--- Data for this exercise ---

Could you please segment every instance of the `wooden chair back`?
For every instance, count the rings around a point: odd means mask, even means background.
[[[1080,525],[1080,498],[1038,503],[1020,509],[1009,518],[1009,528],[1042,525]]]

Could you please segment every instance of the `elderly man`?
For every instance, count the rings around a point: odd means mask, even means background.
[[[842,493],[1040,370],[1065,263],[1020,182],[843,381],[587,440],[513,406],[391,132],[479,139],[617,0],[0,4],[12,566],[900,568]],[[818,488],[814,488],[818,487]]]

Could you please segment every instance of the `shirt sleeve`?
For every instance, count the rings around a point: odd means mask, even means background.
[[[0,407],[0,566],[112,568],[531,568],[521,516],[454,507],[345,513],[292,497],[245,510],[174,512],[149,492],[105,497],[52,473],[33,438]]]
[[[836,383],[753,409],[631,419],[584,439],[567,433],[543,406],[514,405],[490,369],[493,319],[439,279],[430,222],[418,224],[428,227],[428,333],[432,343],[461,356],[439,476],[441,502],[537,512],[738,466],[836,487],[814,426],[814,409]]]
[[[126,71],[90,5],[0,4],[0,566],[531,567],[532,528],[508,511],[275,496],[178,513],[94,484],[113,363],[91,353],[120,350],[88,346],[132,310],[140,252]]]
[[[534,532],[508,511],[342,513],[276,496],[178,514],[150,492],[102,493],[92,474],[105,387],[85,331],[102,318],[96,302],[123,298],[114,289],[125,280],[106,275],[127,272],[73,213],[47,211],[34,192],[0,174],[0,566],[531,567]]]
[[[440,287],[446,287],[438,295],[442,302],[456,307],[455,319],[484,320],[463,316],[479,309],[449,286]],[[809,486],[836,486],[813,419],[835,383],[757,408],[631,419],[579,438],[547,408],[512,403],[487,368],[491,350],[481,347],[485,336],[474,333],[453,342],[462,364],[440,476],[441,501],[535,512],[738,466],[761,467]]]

---

• [Work instruction]
All the data above should be set down a second time, exactly.

• [Solution for this problem]
Could you please segment every instance of the `wooden chair back`?
For every instance, count the rings around a point: odd means mask, even means background.
[[[1080,525],[1080,498],[1038,503],[1020,509],[1009,518],[1009,528],[1042,525]]]

Could you please segment every instance of the `elderly man`?
For every instance, count the rings around a point: odd means mask, even means background.
[[[842,493],[1040,370],[1065,263],[1020,182],[843,381],[587,440],[513,406],[391,132],[479,139],[617,0],[0,4],[12,566],[900,568]],[[818,488],[814,488],[818,487]]]

Could you please segment every instance of the `shirt sleeve`?
For every instance, count the rings around a point: odd means mask, even means background.
[[[0,407],[0,566],[112,568],[531,568],[521,516],[454,507],[345,513],[292,497],[245,510],[174,512],[149,492],[105,497],[52,473],[33,438]]]
[[[836,383],[753,409],[631,419],[584,439],[567,433],[543,406],[514,405],[490,369],[493,319],[439,279],[430,222],[418,224],[428,227],[428,333],[432,343],[461,356],[439,476],[441,502],[537,512],[738,466],[836,487],[814,426],[814,409]]]
[[[126,71],[90,5],[0,4],[0,566],[531,567],[532,528],[508,511],[275,496],[178,513],[94,484],[113,363],[91,353],[120,350],[88,346],[132,310],[140,252]]]
[[[534,532],[508,511],[342,513],[276,496],[178,514],[150,492],[102,493],[92,474],[105,387],[85,331],[102,318],[96,302],[123,298],[114,289],[125,280],[106,275],[127,272],[73,213],[47,211],[34,192],[0,174],[0,566],[531,567]]]
[[[440,287],[446,287],[438,295],[442,302],[456,307],[455,319],[484,320],[463,316],[479,309],[449,286]],[[809,486],[836,486],[813,419],[835,383],[757,408],[631,419],[579,438],[547,408],[512,403],[487,368],[491,350],[481,347],[485,336],[474,333],[453,342],[462,364],[440,476],[441,501],[535,512],[738,466],[761,467]]]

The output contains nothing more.